SOURCE EXCERPT:
If the kpkeys_hardened_pgtables feature is enabled, page table pages
(PTPs) should be protected by modifying the linear mapping to map
them with a privileged pkey (KPKEYS_PKEY_PGTABLES). This patch
introduces a new page allocator for that purpose:

* kpkeys_pgtable_alloc() allocates a new PTP and sets the linear
  mapping to KPKEYS_PKEY_PGTABLES for that page

* kpkeys_pgtable_free() frees such a PTP and restores the linear
  mapping to the default pkey

If the linear map is fully PTE-mapped (as per
arch_has_pte_only_direct_map()), there is no need to introduce extra
state - the functions above directly call into the buddy allocator
and set the pkey for the given page.

Such an approach is however insufficient when block mappings are
used, because setting the pkey for individual pages is likely to
result in blocks getting split up: for a PMD block, (1 << PMD_ORDER)
PTEs are created, and the pkey is then set in the appropriate PTE.
This is doubly expensive: 1. a new PTE page must be allocated and
the entries updated accordingly; and 2. TLB pressure increases due
to the additional entries. Worse still, 1. is likely to be
recursive, as allocating a new PTE page with the appropriate pkey
could in turn require splitting a PMD.

This patch introduces a simple allocator for this specific use-case.
All PTPs are allocated from a global pool mapped with
KPKEYS_PKEY_PGTABLES; the pool is refilled with whole blocks if
possible (setting the pkey at PMD level). This greatly reduces the
number of blocks getting split - splitting should only occur under
memory pressure.

Important limitations:

* Special handling is required when refilling the cache, since
  set_memory_pkey() may split a PUD/PMD block, requiring a new
  PMD/PTE page to be allocated. This will be addressed in subsequent
  patches.

* Cached pages should be reclaimable under memory pressure. This
  will also be handled in a later patch.

* Only PTP allocations of order 0 and a small set of GFP flags
  (PBA_GFP_OPT_MASK) are supported. That should be good enough to
  cover the architectures that support pkeys (arm64, x86, powerpc).

* Pages are zeroed on alloc if requested (__GFP_ZERO). There is no
  support for init_on_free, PAGE_POISONING and other debug features.

Also noteworthy: spin_lock_bh is used as PTPs may be freed in
softirq context (RCU).

Signed-off-by: Kevin Brodsky <[email protected]>
---
 include/linux/kpkeys.h        |  10 ++
 include/linux/mm.h            |  14 +-
 mm/kpkeys_hardened_pgtables.c | 307 ++++++++++++++++++++++++++++++++++
 3 files changed, 329 insertions(+), 2 deletions(-)

EXTRACTED DATA:
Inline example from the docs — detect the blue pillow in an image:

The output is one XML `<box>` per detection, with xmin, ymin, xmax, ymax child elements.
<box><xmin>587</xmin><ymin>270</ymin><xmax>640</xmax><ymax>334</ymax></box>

...

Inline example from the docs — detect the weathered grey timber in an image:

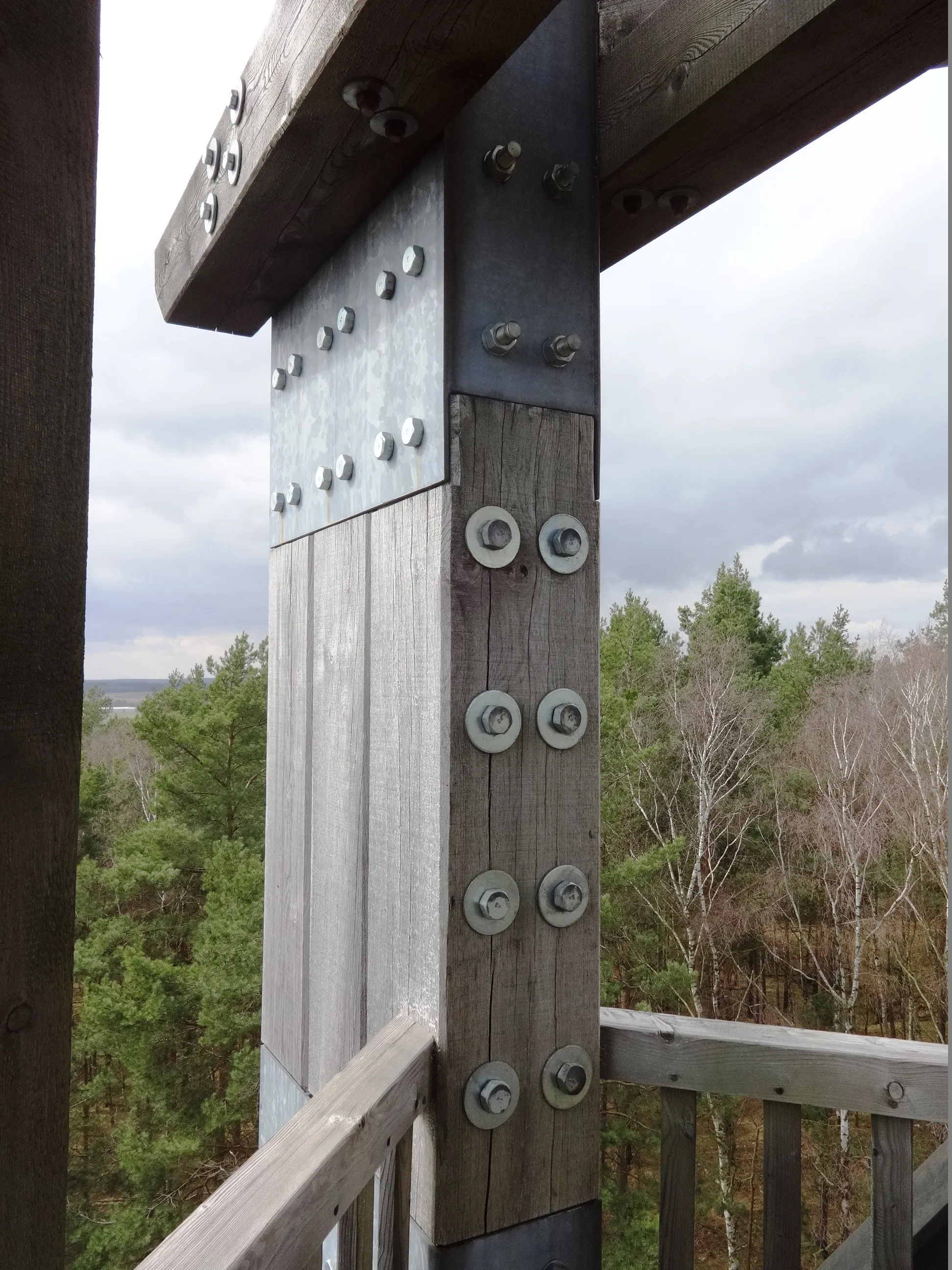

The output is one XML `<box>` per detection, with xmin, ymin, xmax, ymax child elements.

TASKS:
1. Quote everything in the page table allocator patch description from "If the linear" down to "the appropriate PTE.".
2. Show every line of the entries that contains the string "image", matching case exactly.

ANSWERS GIVEN:
1.
If the linear map is fully PTE-mapped (as per
arch_has_pte_only_direct_map()), there is no need to introduce extra
state - the functions above directly call into the buddy allocator
and set the pkey for the given page.

Such an approach is however insufficient when block mappings are
used, because setting the pkey for individual pages is likely to
result in blocks getting split up: for a PMD block, (1 << PMD_ORDER)
PTEs are created, and the pkey is then set in the appropriate PTE.

2.
Inline example from the docs — detect the blue pillow in an image:
Inline example from the docs — detect the weathered grey timber in an image:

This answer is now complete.